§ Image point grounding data
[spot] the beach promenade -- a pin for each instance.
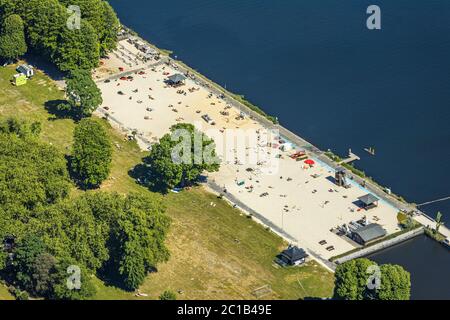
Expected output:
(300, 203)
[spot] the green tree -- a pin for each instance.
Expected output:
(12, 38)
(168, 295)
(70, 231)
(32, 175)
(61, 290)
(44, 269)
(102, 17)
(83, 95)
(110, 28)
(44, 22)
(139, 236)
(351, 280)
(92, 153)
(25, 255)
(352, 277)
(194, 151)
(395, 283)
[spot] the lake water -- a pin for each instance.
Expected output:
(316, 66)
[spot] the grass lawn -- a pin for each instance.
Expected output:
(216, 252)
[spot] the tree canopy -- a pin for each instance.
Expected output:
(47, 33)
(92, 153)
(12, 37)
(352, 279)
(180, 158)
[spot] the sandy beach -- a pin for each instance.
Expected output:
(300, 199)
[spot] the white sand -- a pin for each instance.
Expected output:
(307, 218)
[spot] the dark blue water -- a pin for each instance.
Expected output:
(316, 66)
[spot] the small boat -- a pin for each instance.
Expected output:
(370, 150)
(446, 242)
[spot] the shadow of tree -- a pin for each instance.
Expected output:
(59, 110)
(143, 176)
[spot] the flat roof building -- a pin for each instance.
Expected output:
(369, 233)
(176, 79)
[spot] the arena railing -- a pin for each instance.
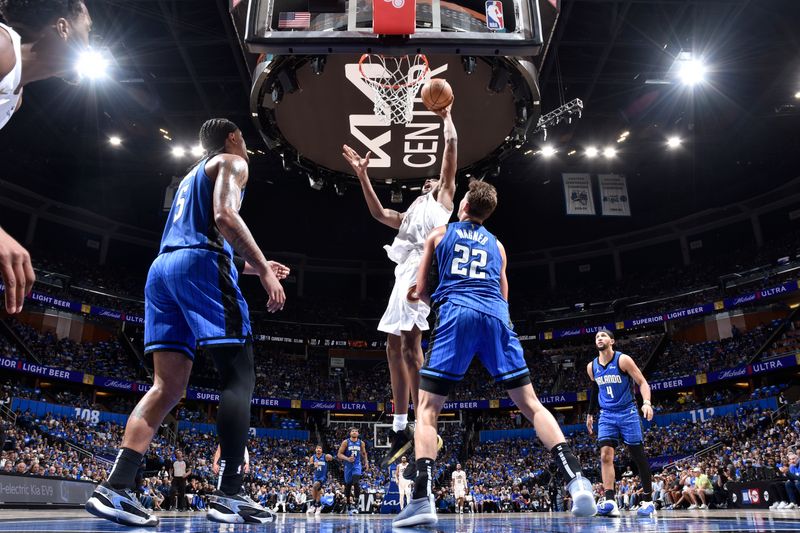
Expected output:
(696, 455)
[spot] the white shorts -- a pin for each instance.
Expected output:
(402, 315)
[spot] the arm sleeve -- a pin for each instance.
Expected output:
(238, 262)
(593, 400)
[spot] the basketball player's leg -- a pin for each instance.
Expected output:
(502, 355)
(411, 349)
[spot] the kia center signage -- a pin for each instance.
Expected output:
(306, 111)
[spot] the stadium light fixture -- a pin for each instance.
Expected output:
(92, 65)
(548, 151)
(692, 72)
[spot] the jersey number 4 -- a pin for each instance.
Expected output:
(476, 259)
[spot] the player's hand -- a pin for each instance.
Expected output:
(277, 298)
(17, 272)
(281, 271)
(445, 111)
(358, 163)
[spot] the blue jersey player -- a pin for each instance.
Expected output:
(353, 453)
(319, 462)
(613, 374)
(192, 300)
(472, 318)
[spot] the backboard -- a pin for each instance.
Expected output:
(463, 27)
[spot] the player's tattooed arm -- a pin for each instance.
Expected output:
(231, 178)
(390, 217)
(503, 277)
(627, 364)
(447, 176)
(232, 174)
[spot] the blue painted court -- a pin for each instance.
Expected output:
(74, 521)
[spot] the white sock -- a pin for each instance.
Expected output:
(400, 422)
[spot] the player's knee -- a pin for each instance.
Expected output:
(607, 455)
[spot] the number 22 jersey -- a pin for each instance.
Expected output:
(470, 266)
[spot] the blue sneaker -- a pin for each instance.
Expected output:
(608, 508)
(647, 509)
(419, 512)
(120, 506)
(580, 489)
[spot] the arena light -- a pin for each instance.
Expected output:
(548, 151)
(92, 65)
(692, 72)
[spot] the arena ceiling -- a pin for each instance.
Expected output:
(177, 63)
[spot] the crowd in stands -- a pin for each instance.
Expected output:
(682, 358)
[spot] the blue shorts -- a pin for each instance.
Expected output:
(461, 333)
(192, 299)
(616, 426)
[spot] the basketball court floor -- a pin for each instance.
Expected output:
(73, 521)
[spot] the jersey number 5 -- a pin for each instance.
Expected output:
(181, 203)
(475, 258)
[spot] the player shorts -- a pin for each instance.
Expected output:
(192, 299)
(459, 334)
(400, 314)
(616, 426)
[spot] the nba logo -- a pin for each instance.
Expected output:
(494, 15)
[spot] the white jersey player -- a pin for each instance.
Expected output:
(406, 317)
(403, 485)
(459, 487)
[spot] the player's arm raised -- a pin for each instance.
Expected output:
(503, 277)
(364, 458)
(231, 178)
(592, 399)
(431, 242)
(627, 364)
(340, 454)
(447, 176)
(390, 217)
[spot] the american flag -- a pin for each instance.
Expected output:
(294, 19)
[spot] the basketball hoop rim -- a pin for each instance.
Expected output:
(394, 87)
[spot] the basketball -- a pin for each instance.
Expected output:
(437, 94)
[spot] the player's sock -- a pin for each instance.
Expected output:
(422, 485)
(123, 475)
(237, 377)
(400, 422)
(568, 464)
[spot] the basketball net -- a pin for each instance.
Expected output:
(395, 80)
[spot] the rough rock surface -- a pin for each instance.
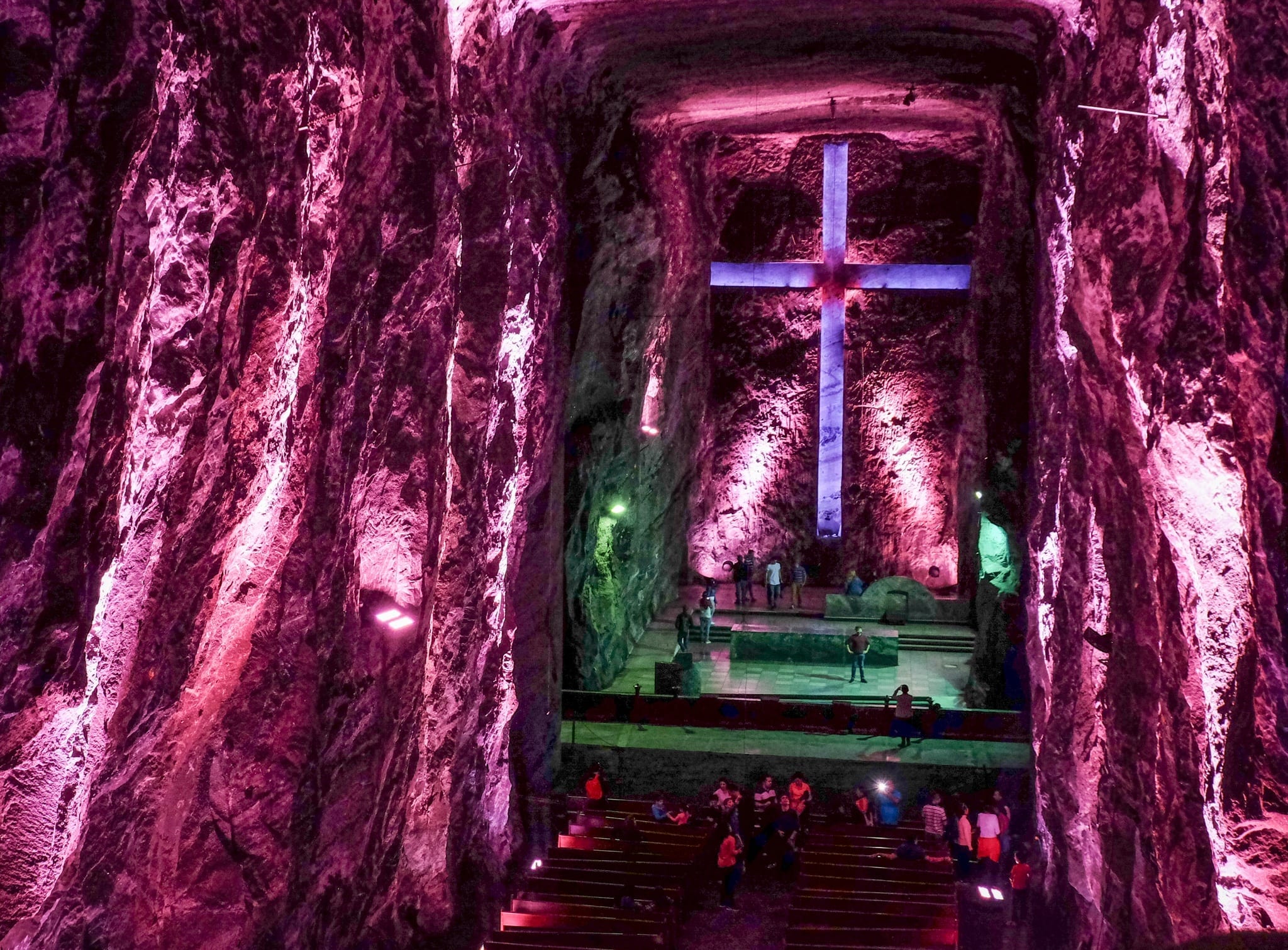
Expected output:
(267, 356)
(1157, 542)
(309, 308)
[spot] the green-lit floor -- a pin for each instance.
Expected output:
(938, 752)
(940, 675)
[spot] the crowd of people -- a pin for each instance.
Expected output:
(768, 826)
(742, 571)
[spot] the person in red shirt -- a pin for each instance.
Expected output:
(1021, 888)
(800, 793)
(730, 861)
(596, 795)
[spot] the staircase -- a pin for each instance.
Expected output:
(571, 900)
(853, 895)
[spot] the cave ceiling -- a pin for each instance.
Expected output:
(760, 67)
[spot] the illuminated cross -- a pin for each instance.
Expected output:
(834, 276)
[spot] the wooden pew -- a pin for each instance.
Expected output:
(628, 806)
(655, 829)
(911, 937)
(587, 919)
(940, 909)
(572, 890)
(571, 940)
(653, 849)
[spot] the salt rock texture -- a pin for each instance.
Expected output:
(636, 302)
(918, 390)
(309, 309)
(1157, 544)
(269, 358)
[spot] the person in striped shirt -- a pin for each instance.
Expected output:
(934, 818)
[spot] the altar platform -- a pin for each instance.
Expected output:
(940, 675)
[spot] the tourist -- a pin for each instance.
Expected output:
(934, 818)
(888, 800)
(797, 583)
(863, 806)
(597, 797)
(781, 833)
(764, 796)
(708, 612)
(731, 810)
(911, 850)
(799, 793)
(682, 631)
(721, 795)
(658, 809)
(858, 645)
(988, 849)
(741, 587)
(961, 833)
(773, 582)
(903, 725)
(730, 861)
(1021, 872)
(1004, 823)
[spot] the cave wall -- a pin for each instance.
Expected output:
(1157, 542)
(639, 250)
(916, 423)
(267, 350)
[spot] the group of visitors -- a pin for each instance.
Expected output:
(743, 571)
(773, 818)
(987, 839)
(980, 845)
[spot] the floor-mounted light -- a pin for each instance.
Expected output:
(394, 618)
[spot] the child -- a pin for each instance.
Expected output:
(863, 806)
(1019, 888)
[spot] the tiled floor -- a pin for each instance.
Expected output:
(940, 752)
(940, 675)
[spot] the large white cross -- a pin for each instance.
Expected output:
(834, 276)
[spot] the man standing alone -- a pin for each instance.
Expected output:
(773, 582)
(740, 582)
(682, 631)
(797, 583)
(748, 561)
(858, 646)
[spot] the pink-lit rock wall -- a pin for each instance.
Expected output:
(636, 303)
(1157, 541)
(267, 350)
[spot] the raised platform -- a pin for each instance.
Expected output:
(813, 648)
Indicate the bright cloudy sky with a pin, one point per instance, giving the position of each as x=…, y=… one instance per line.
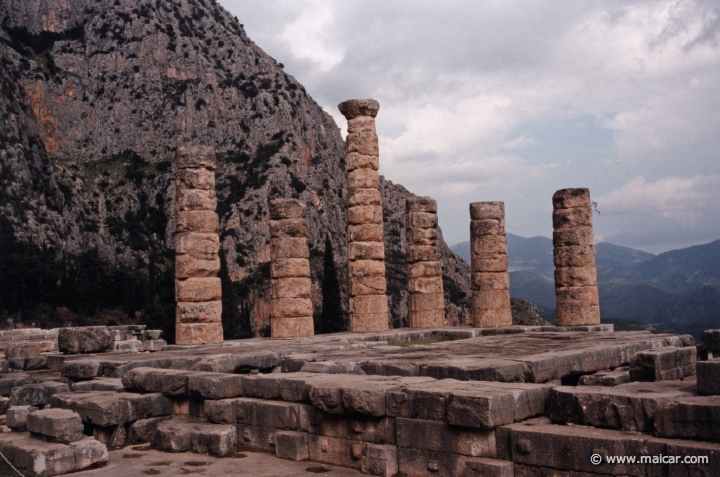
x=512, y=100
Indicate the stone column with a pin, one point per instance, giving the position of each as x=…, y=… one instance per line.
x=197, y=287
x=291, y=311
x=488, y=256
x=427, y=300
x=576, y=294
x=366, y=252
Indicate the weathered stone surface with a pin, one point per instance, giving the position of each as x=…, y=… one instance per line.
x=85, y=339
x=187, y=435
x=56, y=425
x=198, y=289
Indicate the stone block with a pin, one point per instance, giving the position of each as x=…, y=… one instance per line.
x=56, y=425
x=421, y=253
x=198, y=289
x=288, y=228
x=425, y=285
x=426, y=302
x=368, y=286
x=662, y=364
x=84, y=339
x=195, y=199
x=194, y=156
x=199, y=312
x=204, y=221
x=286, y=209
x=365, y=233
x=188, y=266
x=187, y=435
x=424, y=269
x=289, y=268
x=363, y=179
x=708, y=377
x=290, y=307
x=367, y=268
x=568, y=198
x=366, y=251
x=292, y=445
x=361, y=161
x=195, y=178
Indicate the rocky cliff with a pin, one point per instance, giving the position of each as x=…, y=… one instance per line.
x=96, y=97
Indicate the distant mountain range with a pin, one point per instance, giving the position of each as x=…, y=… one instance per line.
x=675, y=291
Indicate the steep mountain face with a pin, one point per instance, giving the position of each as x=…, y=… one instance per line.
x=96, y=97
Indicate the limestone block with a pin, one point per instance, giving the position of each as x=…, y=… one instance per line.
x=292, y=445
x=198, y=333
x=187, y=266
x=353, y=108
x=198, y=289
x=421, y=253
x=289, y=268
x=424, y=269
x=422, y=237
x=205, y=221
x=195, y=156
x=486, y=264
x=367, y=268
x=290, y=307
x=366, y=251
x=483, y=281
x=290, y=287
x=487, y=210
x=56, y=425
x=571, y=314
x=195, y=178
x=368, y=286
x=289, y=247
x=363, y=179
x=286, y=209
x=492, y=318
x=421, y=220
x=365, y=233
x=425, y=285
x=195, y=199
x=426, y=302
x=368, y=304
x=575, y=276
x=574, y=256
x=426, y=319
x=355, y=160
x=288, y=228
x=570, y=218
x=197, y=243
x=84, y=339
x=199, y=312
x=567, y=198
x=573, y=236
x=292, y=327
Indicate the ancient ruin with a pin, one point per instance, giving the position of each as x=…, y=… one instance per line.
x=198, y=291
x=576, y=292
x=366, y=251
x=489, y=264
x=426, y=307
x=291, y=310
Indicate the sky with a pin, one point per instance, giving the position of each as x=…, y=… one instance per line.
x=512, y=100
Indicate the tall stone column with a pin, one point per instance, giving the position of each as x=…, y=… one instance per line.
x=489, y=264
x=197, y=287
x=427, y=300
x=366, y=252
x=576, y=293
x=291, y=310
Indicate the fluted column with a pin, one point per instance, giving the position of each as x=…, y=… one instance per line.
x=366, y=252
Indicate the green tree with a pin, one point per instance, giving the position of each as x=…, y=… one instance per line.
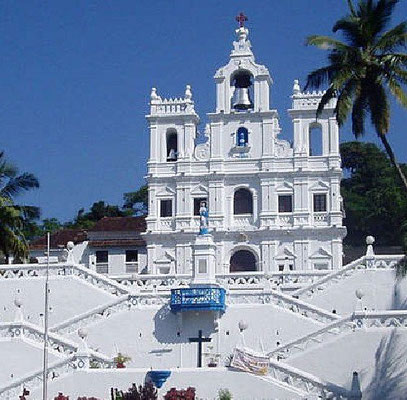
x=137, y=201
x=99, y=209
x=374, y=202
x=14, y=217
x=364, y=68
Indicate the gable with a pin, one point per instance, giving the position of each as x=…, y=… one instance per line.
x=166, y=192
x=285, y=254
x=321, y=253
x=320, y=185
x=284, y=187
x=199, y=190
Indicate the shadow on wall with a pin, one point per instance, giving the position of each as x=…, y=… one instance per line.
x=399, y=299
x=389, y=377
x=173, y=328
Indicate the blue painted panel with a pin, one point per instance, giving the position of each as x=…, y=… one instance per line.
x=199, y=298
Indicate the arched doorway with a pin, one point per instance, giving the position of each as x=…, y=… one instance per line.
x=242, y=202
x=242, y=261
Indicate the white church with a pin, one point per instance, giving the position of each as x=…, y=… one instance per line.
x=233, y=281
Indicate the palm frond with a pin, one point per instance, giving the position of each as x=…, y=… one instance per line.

§ WHAT YOU WILL DO
Check each line above for the string "person" and copy every line that has it.

§ RESPONSE AREA
[spot] the person in red shirt -- a pin for each instance.
[spot] the person in striped shirt -- a pin for each instance.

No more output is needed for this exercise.